▶ [Aim] Everything in the listing except the pictures should be written out exactly.

▶ [Dataset excerpts]
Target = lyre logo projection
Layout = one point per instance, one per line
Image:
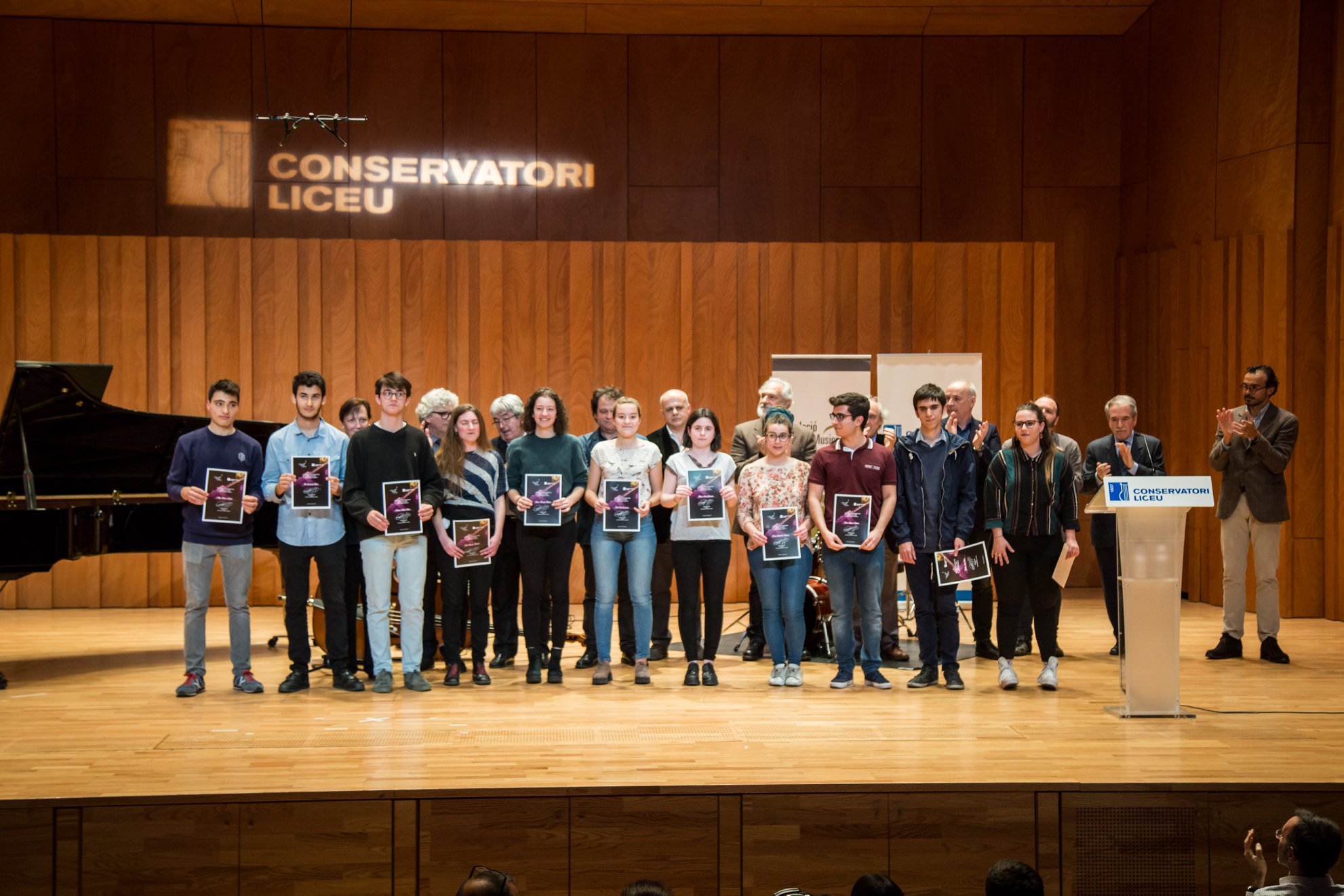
(210, 164)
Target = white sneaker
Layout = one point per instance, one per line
(1048, 677)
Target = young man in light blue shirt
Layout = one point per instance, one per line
(311, 533)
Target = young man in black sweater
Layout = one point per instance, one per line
(391, 451)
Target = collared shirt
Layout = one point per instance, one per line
(305, 528)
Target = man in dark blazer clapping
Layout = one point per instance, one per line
(1252, 449)
(1125, 451)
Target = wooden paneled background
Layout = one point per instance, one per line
(930, 842)
(172, 314)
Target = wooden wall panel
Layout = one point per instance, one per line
(582, 115)
(780, 837)
(300, 848)
(673, 90)
(870, 112)
(972, 139)
(27, 57)
(770, 93)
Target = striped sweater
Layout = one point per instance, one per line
(1030, 496)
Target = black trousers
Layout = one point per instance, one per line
(662, 589)
(545, 552)
(505, 592)
(355, 589)
(983, 598)
(469, 588)
(331, 575)
(696, 563)
(624, 610)
(1027, 578)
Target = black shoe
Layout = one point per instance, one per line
(928, 676)
(295, 681)
(1270, 652)
(343, 680)
(709, 677)
(1229, 648)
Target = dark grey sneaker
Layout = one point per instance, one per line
(246, 683)
(383, 683)
(193, 685)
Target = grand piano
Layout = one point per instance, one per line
(81, 477)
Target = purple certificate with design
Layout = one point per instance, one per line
(312, 491)
(850, 519)
(401, 507)
(224, 492)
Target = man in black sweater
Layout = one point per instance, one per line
(391, 451)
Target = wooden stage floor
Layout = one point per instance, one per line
(90, 715)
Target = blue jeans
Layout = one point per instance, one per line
(198, 569)
(639, 565)
(783, 586)
(855, 577)
(410, 552)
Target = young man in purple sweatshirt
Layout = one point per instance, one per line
(222, 448)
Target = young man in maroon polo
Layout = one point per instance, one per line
(854, 465)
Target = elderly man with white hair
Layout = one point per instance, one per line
(747, 447)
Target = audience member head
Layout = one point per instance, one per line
(646, 889)
(875, 886)
(545, 410)
(487, 882)
(1308, 844)
(354, 414)
(507, 414)
(1010, 878)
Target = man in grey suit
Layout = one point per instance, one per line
(1252, 449)
(1050, 407)
(1122, 453)
(749, 445)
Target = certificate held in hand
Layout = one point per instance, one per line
(224, 492)
(542, 489)
(312, 491)
(401, 507)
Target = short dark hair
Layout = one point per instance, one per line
(703, 414)
(856, 403)
(351, 403)
(930, 391)
(646, 889)
(309, 379)
(1315, 841)
(562, 417)
(393, 379)
(1011, 878)
(227, 387)
(605, 391)
(875, 886)
(1270, 376)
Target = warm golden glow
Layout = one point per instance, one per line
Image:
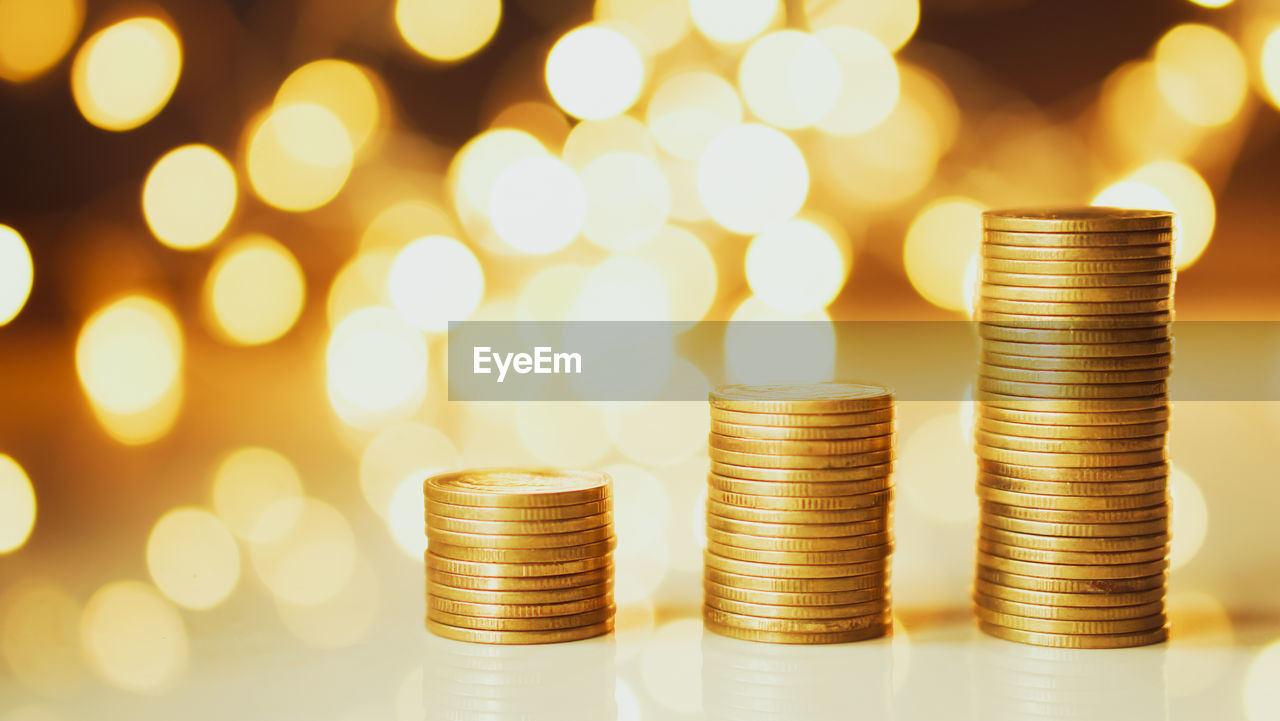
(447, 30)
(17, 505)
(17, 274)
(193, 558)
(752, 177)
(594, 72)
(35, 35)
(1201, 73)
(124, 74)
(255, 291)
(346, 90)
(298, 156)
(133, 637)
(188, 196)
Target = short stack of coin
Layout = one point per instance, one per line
(799, 512)
(520, 556)
(1074, 315)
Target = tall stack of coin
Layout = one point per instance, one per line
(520, 556)
(1074, 318)
(799, 512)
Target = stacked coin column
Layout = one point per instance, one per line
(1074, 316)
(799, 512)
(517, 556)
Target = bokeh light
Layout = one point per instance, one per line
(17, 273)
(17, 505)
(255, 291)
(752, 177)
(790, 80)
(135, 638)
(298, 156)
(594, 72)
(192, 558)
(35, 35)
(444, 30)
(124, 74)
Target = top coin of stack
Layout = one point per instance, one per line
(1074, 315)
(799, 512)
(520, 556)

▶ [Result]
Target = lyre logo projection
Layout = one point per instance, one per line
Image:
(210, 164)
Target = white sneaker
Layout = one point per instance, one per line
(1048, 677)
Target = young man in light blue shirt
Layout = one point per instance, one per line
(311, 533)
Target = young man in black sweater
Layout = one point per instance, one per line
(391, 451)
Target = collared shirt
Layout = one point per instance, one per line
(305, 528)
Target = man in dark blazer clapping
Layout = one point per instance, one per line
(1252, 449)
(1125, 451)
Target = wooden paneled background
Layout = one point per instance, one per line
(930, 842)
(172, 314)
Target = wooden wall panel
Layout = one point per instance, one per line
(582, 115)
(780, 837)
(300, 848)
(673, 90)
(870, 112)
(972, 139)
(27, 57)
(770, 93)
Target = striped sweater
Layout = one point per instance, one per line
(1030, 496)
Target = black trousers
Layout = one point per instance, one per line
(662, 589)
(545, 552)
(505, 592)
(355, 589)
(983, 598)
(469, 588)
(331, 575)
(696, 563)
(624, 610)
(1027, 578)
Target = black shoe
Layout = one point per instance, one per line
(928, 676)
(295, 681)
(1270, 652)
(343, 680)
(709, 677)
(1229, 648)
Target = dark grey sneaker
Layout = one point per instance, one per line
(246, 683)
(383, 683)
(193, 685)
Target = grand piano
Layout = one point per instance, one per line
(81, 477)
Target = purple certificate with design
Layout = one point per instance, one per line
(312, 491)
(850, 519)
(401, 507)
(224, 492)
Target = man in black sweater
Layout = one point per instance, one per line
(391, 451)
Target = wooden stage floor
Layout = one point per instance, one per line
(90, 715)
Target = blue jeans
Layout = one point per instance, one per line
(198, 569)
(639, 565)
(783, 586)
(855, 577)
(410, 552)
Target = young man in purple sweatshirt
Layout = one point per instance, one per line
(222, 448)
Target = young man in maroon polo
Layout = one point per instance, one per line
(854, 465)
Target = elderly man with white hair
Layout = one point per instance, one per line
(747, 447)
Target = audience member head
Layout = one point per instance, one per line
(646, 889)
(875, 886)
(545, 410)
(487, 882)
(1308, 844)
(354, 414)
(507, 414)
(1010, 878)
Target = man in grey suit
Layout = one point per instance, one per line
(1252, 449)
(1050, 407)
(1122, 453)
(749, 445)
Target = certificate held in hand
Layout = one point per instance, one per line
(224, 492)
(542, 489)
(312, 491)
(401, 507)
Target = short dark hair
Layout = one point per instance, one per line
(703, 414)
(856, 403)
(351, 403)
(930, 391)
(646, 889)
(309, 379)
(1315, 841)
(562, 417)
(393, 379)
(1011, 878)
(227, 387)
(605, 391)
(875, 886)
(1270, 376)
Target = warm golden glow
Layout = one point per instance, one per line
Image:
(447, 30)
(17, 505)
(17, 274)
(193, 558)
(752, 177)
(594, 72)
(35, 35)
(1201, 73)
(124, 74)
(255, 291)
(346, 90)
(298, 156)
(133, 637)
(188, 196)
Target = short stack of coin
Layout = one point per instance, one per line
(799, 512)
(520, 556)
(1074, 315)
Target = tall stack of coin
Layout = one point per instance, one per line
(520, 556)
(1074, 318)
(799, 512)
Target = stacked coin column
Layout = one point per instance, one per line
(1074, 316)
(799, 512)
(517, 556)
Target = bokeh light
Layout = one point per instance, one per line
(17, 273)
(17, 505)
(255, 291)
(752, 177)
(790, 80)
(135, 638)
(298, 156)
(594, 72)
(192, 558)
(35, 35)
(444, 30)
(124, 74)
Target = top coin of stack
Layout = one point per instance, one per line
(1074, 315)
(799, 512)
(520, 556)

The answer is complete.